Reproduce the material below line for line, with no changes, omitting the pictures from your output.
--- Excerpted records ---
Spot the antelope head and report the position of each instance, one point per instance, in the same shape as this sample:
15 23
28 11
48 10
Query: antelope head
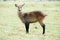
---
■ **Task response**:
Spot the antelope head and report the position of each instance, one point per instance, in the same shape as this sample:
15 23
28 11
48 10
Query: antelope head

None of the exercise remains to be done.